> **DOCUMENT SECTION**:
August 20, 2025

24 Trillion Tokens, 0 Crashes

How Essential AI Built Essential-Web v1.0 with Daft

by Jay Chia

Essential AI leveraged Daft's data engine to process a massive web-scale dataset for large language model (LLM) training.

•
24 Trillion tokens processed
•
23.6 Billion LLM queries / 7 days
•
0 Crashes
•
90K AMD MI300X GPU hours

"Daft powers our large-scale daily jobs and production pipelines at web scale. For Essential-Web v1.0, we scaled our vLLM-inference pipeline to 32,000 sustained requests per second per VM. Daft's massively parallel compute, cloud-native I/O, and painless transition from local testing to seamless distributed scaling made this possible."
Ritvik Kapila, Essential AI

What is Essential-Web?

Essential AI’s (https://www.essential.ai/) new Essential-Web v1.0 dataset is a massive, fully labeled collection designed to give researchers instant access to clean, richly annotated training data spanning domains like science, medicine, code, and more. Sourced from 24 trillion tokens and organized with a detailed taxonomy, it makes domain-specific data extraction fast and simplifies AI training and curation.

With Essential-Web, researchers can now use simple filters to extract domain-specific corpora in minutes. For example:

•
A math dataset focused on reasoning and correctness
•
A medical QA corpus with high-quality source material
•
A web code dataset with spam and boilerplate removed

Daft's speed, scalability, and efficiency powered the end-to-end data processing needed to bring Essential-Web v1.0 to life.

> **WORK ITEM A**:
Give the stretch of the Essential-Web case study from "Ritvik Kapila, Essential" through "training and curation." again, switching "taxonomy" to "classification scheme".
> **WORK ITEM B**:
Resume the Essential-Web case study, picking up right after its final sentence.

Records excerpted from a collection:
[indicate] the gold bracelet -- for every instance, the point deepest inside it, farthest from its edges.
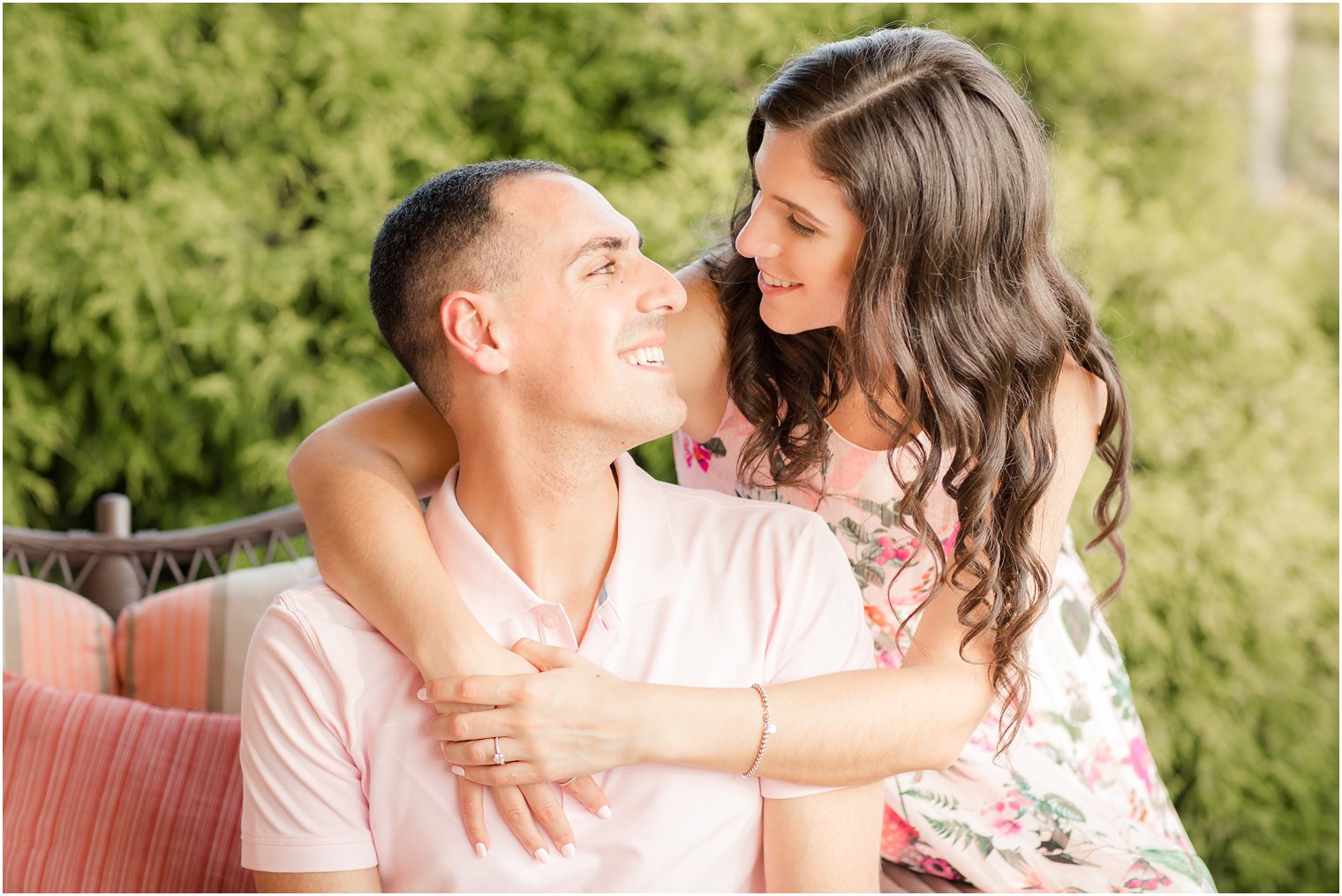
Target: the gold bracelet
(765, 733)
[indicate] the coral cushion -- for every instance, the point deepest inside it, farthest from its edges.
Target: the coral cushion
(185, 647)
(57, 636)
(108, 794)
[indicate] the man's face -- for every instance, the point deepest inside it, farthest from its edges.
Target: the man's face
(587, 314)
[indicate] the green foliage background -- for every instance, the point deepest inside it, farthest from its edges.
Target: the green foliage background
(191, 193)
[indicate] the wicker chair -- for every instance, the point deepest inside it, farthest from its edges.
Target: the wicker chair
(114, 568)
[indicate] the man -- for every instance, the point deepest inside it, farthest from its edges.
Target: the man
(520, 302)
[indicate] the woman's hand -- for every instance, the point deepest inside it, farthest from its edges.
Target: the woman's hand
(529, 809)
(572, 719)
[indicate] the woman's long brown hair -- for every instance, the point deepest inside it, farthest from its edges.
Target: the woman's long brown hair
(960, 314)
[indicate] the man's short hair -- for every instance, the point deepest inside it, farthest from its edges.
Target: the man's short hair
(444, 237)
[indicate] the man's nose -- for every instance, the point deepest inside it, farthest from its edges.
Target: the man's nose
(662, 293)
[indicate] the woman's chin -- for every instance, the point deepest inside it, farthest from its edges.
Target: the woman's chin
(785, 323)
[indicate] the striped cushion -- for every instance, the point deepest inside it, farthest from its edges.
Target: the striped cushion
(57, 636)
(185, 647)
(106, 794)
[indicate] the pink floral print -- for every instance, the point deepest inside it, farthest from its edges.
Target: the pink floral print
(1076, 802)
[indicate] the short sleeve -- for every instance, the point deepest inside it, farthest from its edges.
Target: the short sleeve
(304, 802)
(820, 627)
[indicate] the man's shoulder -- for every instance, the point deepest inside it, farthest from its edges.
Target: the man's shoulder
(313, 606)
(698, 513)
(735, 508)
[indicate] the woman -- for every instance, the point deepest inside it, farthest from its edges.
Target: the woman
(890, 341)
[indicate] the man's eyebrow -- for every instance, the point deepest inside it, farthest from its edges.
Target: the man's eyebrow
(604, 245)
(795, 207)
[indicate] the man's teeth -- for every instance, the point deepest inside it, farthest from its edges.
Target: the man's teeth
(650, 357)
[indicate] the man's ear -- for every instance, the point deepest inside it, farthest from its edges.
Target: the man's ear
(470, 333)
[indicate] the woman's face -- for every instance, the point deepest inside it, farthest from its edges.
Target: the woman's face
(802, 235)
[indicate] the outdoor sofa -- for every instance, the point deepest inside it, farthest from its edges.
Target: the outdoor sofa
(123, 674)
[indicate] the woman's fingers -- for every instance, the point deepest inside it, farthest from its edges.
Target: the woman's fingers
(470, 798)
(547, 658)
(590, 794)
(482, 723)
(516, 816)
(547, 809)
(475, 689)
(475, 753)
(492, 776)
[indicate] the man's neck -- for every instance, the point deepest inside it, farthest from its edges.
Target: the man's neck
(552, 518)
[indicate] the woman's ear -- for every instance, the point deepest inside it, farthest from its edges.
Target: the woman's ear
(470, 333)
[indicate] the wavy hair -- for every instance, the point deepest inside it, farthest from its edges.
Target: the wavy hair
(960, 314)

> **REPLY A**:
Ritvik Kapila, Essential AI

What is Essential-Web?

Essential AI’s (https://www.essential.ai/) new Essential-Web v1.0 dataset is a massive, fully labeled collection designed to give researchers instant access to clean, richly annotated training data spanning domains like science, medicine, code, and more. Sourced from 24 trillion tokens and organized with a detailed classification scheme, it makes domain-specific data extraction fast and simplifies AI training and curation.

> **REPLY B**:
Learn More:

•
Read the paper
•
Explore the dataset

Why Daft

The Essential AI data team runs massive jobs every day over hundreds of terabytes of data. They process this web-scale content to extract reliable, high-quality information for training large language models. For Essential-Web v1.0, this meant running inference on 24 trillion tokens across 23.6 billion documents from CommonCrawl — a scale that demands both efficiency and robustness. To make this possible, the team chose Daft based on four key advantages:

•
Seamless scaling from single VM to distributed: Start development locally and scale to production without code changes
•
Fast iteration and debugging: Significantly improved development velocity with intuitive error handling
•
Cloud-native architecture: Native support for cloud storage and async operations
•
Python-first design: Familiar API with powerful async user-defined function (UDF) support to build custom inference logic

By powering Essential-Web’s taxonomy, Daft’s execution model enabled the team to iterate quickly while handling unprecedented scale. This made Daft the clear choice for their vLLM-inference pipeline.